Work to complete ::
A – Reproduce the stretch of the train-window notes from "Horses work in" through "a park ranger.".
B – In the train-window notes, why do the windmills and the farmland seem fine together to the writer?
C – Answer these questions from the train-window notes:
(i) What animals are running some kind of mill?
(ii) What is on the roadside sign at the big farm?
(iii) What is the windmill closest to the train doing?

___ Excerpt ___

Expanses of farms, alternating strips of green, yellow, brown – almost like enormous carpets laid out over the land, leading off toward the deep blue mountains on the south side.
Horses work in circles, running some kind of mill. Now, some softwood forest patches with some standing water. A pheasant swoops through a small meadow. Some kind of old wooden guardpost stands long abandoned but still seems to look out diligently over the expanse. Nests sit tucked into the tops of a few trees. Little notches in the forests far in the distance mark roads or other man-made disturbances.
Hmm.. a lady on the train with an orange “life preserver” vest over a green chamois-type long sleeve shirt; she looks sort of like a park ranger.
Concrete plants, other plants with big silos. A big farm hosts a roadside sign with a smiling strawberry that waves at us as we pass. More little watchposts – what are these? Some of the grass is so soft and long and white that it looks like a billion feathers. On the north side, a few dozen white windmills… then, on the south side – wow – probably 100 or 150 of the largest windmills I’ve ever seen, some colored a deep metallic blue, some gunmetal grey, rotating slowly. Some have little red tips, some a green gradation on their bases. What makes it most stunning is the sea of farmland and yellow flowers they are standing in… and while it may seem a juxtaposition at first, both represent man’s attempt to harness nature’s power, so to my eyes they actually feel OK together. The one closest to us is at a dead stop, as if it stopped working for a moment to watch us pass by.

___ Information shown ___

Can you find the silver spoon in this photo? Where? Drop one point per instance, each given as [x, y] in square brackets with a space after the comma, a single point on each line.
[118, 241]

___

Task results ::
A –
Horses work in circles, running some kind of mill. Now, some softwood forest patches with some standing water. A pheasant swoops through a small meadow. Some kind of old wooden guardpost stands long abandoned but still seems to look out diligently over the expanse. Nests sit tucked into the tops of a few trees. Little notches in the forests far in the distance mark roads or other man-made disturbances.
Hmm.. a lady on the train with an orange “life preserver” vest over a green chamois-type long sleeve shirt; she looks sort of like a park ranger.

B – Though they may first seem to clash, the writer sees both the windmills and the farmland as man's attempt to harness nature's power, so they feel OK together.

C –
(i) Horses.
(ii) A smiling strawberry that waves.
(iii) It is at a dead stop.